**Objectif 1:**
Recopiez fidèlement, s'il vous plaît, le passage du texte sur Il Diluvio qui va de "Parmi ses textes" à "toujours très rationnelle).".

**Extrait du texte:**

Ma la ringorgata acqua si vada raggirando
pel pelago, che dentro a sé la rinchiude, e con retrosi
revertiginosi in diversi obbietti percotendo e risaltando in aria
colla fangosa schiuma, poi ricadendo e facendo
refrettere in aria l’acqua percossa.
E nessuna cosa più lieve che l’acqua era, che non
fussi coperta di diversi animali, e quali, fatta tregua,
stavano insieme con paurosa collegazione, infra’ quali era
lupi, volpe, serpe e d’ogni sorte, fuggitori della morte.
Leonardo da Vinci “Il Diluvio”
Pendant longtemps, les œuvres littéraires de Leonardo da Vinci (1452-1519) n’ont été scolastiquement considérées qu’une curiosité à côté de la connaissance et de l’étude des œuvres décidément plus importantes du peintre et du savant. Certes, Leonardo, « omo sanza lettere » en raison de son origine et de sa formation très particulière, ne possédait pas la langue parfaite et polie des écrivains de son époque ; toutefois, pendant sa vie, il a surmonté cette difficulté en revendiquant la supériorité de la connaissance acquise à travers l’expérience directe de la nature par rapport à celle acquise à travers l’étude théorique des livres. En tout état de cause, il possédait sans aucun doute un don de l’écriture très original et, à l’œil moderne, quelques-unes de ses œuvres sont des fulgurantes anticipations d’usages de la langue qui ne seront appréciés et exploités qu’après des siècles.
Parmi ses textes littéraires les plus connus figure certainement Il Diluvio, un recueil de pièces différentes sur ce sujet, dont certaines très courtes et partiellement reliées aux deux célèbres dessins ci-après (Windsor f. 12378, f. 12383) :
[image:42][Windsor f. 12378, f. 12383]
La charge d’abstraction évidente de ces études de tourbillons formés lors du Déluge par l’eau, l’air et la terre permet d’identifier la nature des textes. En effet, il s’agit d’expériences radicales de peinture phonétique où ce sont la sculpture du son, les trajectoires dessinées par le mouvement tourbillonnant des liquides, des dentales et des sibilantes qui reproduisent la morphologie du Déluge plutôt que la description pure et simple (qui pourtant est toujours très rationnelle).
À travers l’activation de réflexes perceptifs profonds, une synesthésie se crée qui oblige à écouter et à imaginer avec une vivacité qui va bien au-delà de la lettre dans une puissance de réverbération intérieure presque prodigieuse. Leonardo a réussi à découvrir et « pincer » de manière magistrale les cordes secrètes unissant directement le son des mots à l’image, parfois sans aucune nécessité de passer par la signification.
Le désir d’utiliser le texte de Leonardo comme une matrice en vue de générer un vaste Déluge musical et visuel est donc inévitable.
Effectif choisi : six voix, six joueurs de percussions, électronique et projection vidéo à plusieurs écrans.

[Enregistrements issus d'une source de données]
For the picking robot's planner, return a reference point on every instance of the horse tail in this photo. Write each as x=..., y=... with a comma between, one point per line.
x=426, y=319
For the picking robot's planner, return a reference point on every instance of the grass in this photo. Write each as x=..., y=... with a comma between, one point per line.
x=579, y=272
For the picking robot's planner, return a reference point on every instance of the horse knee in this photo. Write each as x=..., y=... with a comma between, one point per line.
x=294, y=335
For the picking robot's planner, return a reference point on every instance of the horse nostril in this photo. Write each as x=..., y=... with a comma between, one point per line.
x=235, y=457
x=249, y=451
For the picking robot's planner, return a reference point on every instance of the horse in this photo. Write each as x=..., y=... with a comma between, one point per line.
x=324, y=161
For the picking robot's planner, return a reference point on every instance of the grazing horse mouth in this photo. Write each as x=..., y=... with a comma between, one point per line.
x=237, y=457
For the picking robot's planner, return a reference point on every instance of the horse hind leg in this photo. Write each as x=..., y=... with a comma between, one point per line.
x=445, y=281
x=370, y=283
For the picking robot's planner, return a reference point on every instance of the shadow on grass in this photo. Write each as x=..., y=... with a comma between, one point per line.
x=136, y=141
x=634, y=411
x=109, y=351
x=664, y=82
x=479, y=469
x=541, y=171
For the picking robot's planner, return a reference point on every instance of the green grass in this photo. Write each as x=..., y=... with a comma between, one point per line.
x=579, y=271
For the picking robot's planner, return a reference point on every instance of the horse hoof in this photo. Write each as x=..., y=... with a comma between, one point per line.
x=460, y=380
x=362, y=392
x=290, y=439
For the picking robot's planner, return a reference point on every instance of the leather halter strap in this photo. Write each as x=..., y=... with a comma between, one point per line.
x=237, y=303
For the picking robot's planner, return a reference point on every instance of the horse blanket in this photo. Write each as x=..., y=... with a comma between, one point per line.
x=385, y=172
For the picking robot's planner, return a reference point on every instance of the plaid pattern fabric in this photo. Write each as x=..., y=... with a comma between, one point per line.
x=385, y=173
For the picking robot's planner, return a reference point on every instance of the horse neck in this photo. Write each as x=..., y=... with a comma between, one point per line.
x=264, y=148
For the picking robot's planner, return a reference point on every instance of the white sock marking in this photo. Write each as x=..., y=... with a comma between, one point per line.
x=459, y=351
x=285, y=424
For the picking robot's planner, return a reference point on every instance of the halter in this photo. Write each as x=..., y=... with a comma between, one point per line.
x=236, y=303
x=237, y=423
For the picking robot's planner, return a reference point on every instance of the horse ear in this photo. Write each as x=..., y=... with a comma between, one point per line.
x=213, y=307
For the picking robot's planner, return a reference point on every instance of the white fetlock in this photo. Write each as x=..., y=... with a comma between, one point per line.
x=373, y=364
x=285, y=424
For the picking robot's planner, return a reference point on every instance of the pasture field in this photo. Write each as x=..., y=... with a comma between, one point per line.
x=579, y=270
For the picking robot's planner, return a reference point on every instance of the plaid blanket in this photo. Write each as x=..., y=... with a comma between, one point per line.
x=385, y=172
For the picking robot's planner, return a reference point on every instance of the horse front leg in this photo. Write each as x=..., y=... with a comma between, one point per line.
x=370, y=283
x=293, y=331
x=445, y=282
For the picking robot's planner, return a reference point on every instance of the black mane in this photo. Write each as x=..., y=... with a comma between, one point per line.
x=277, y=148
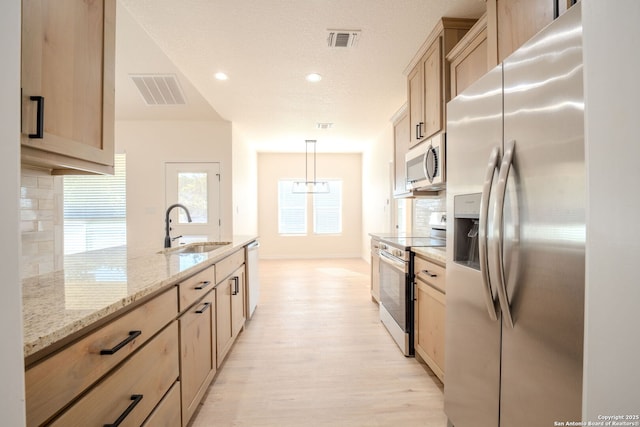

**Objectif 2:**
Réécrivez la liste depuis son début jusqu'à la ligne contenant "x=237, y=457" incluse, en remplaçant "photo" par "image" sans rien modifier d'autre. Ne donnez que ces lignes.

**Résultat complet 1:**
Parmi ses textes littéraires les plus connus figure certainement Il Diluvio, un recueil de pièces différentes sur ce sujet, dont certaines très courtes et partiellement reliées aux deux célèbres dessins ci-après (Windsor f. 12378, f. 12383) :
[image:42][Windsor f. 12378, f. 12383]
La charge d’abstraction évidente de ces études de tourbillons formés lors du Déluge par l’eau, l’air et la terre permet d’identifier la nature des textes. En effet, il s’agit d’expériences radicales de peinture phonétique où ce sont la sculpture du son, les trajectoires dessinées par le mouvement tourbillonnant des liquides, des dentales et des sibilantes qui reproduisent la morphologie du Déluge plutôt que la description pure et simple (qui pourtant est toujours très rationnelle).

**Résultat complet 2:**
For the picking robot's planner, return a reference point on every instance of the horse tail in this image. Write each as x=..., y=... with a comma between, one point per line.
x=426, y=319
For the picking robot's planner, return a reference point on every instance of the grass in this image. Write each as x=..., y=... with a comma between, one point per line.
x=579, y=272
For the picking robot's planner, return a reference point on every instance of the horse knee in this image. Write each as x=..., y=... with a comma between, one point per line.
x=294, y=335
For the picking robot's planner, return a reference point on every instance of the horse nostril in this image. Write each as x=..., y=... with a comma between, one point per line.
x=235, y=457
x=249, y=451
For the picking robot's planner, return a reference point on every instance of the horse in this image. Write each as x=..., y=... with a comma between, one point per line.
x=324, y=161
For the picking robot's planner, return a reference point on every instance of the grazing horse mouth in this image. Write each as x=..., y=... with a comma between, one point per line.
x=237, y=457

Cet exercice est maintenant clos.